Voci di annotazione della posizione

══════

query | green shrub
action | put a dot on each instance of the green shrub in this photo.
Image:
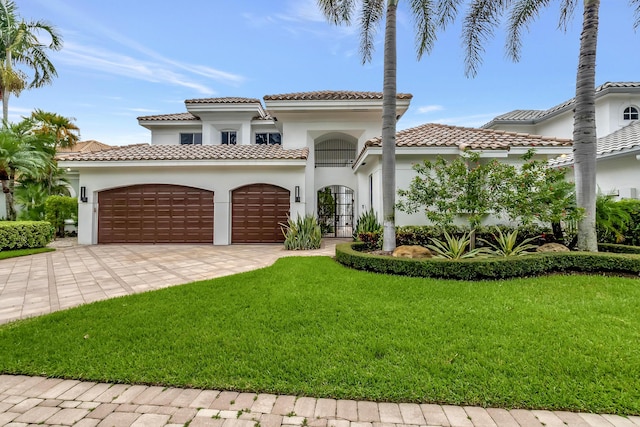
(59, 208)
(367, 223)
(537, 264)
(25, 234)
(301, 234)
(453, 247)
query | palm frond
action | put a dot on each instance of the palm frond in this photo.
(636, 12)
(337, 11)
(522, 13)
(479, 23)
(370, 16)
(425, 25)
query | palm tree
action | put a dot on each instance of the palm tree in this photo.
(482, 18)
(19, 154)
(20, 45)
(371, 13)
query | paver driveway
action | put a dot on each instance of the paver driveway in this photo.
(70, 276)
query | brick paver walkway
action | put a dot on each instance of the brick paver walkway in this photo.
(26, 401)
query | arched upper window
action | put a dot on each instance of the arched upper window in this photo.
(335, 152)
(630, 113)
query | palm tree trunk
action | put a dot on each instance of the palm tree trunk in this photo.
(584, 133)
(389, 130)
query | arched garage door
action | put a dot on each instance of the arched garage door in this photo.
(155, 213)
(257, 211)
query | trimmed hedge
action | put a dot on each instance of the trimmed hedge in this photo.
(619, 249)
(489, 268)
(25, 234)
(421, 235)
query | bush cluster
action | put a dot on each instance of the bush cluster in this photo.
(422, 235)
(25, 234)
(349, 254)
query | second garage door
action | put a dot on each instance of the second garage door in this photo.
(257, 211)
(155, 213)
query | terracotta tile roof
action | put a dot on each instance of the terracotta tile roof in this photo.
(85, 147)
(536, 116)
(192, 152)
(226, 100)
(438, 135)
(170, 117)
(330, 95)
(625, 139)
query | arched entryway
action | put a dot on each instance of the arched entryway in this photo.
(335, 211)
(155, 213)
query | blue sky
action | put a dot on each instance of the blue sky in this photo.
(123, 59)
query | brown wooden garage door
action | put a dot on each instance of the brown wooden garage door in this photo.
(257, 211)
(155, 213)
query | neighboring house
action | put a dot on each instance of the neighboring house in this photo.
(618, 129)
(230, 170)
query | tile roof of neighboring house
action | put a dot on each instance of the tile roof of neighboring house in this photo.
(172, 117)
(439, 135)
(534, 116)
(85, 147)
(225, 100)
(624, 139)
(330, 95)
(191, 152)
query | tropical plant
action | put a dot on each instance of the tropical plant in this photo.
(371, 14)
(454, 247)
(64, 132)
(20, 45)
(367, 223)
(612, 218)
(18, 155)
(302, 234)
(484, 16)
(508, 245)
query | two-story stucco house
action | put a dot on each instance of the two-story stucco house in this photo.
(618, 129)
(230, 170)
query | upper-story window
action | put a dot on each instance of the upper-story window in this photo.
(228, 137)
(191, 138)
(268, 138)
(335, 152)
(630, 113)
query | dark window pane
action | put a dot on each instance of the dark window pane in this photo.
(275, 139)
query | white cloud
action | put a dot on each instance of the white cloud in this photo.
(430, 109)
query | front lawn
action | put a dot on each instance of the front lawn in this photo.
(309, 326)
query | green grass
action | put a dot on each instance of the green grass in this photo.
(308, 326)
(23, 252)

══════

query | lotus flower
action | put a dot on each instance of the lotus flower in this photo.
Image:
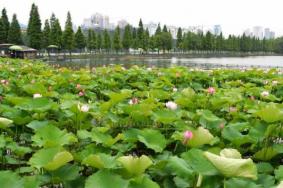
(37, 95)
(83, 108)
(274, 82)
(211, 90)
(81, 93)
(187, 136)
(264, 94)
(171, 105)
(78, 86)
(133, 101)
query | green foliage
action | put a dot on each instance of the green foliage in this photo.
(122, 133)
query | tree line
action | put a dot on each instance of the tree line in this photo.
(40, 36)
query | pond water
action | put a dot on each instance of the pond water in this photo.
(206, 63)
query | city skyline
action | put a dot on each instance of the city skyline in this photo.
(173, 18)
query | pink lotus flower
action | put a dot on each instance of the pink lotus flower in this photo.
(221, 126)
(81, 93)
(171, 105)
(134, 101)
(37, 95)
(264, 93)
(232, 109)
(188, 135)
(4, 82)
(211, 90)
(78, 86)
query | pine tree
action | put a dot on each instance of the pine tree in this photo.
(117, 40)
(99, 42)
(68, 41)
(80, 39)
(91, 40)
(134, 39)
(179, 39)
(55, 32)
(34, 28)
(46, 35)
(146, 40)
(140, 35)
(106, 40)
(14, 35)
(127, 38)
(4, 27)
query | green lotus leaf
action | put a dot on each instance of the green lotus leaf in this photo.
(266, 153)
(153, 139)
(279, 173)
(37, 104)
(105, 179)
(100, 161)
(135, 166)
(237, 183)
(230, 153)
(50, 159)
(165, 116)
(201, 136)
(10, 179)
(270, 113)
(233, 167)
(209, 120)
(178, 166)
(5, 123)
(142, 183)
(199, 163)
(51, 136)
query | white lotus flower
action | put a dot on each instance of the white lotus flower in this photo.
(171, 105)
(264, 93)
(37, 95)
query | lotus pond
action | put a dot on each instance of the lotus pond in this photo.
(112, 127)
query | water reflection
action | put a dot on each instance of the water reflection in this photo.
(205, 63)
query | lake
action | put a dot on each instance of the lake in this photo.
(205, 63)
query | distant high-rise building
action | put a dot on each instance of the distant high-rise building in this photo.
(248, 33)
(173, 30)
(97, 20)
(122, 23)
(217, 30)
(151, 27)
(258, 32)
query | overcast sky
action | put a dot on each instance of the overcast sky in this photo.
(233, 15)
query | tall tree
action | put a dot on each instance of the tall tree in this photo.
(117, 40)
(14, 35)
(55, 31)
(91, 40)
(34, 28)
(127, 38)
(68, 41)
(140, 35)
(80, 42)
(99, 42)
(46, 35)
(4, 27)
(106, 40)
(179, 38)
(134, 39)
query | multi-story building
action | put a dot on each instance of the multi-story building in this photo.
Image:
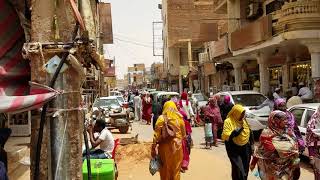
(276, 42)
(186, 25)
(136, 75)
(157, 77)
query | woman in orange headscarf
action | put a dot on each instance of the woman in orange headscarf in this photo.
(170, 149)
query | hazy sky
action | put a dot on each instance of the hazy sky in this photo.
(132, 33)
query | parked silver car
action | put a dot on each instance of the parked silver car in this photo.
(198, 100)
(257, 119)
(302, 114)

══════

> **Esercizio**
Selezioni e trascriva ogni riga delle voci soprastanti in cui compare la parola "door".

> **Soluzione svolta**
query | arched garage door
action | put a dot on each instance of the arched garage door in this photo.
query | second garage door
action | put a dot on each instance of the second garage door in this photo.
query | brown wooden garage door
action | put a dot on each instance of the brown wooden garage door in this photo.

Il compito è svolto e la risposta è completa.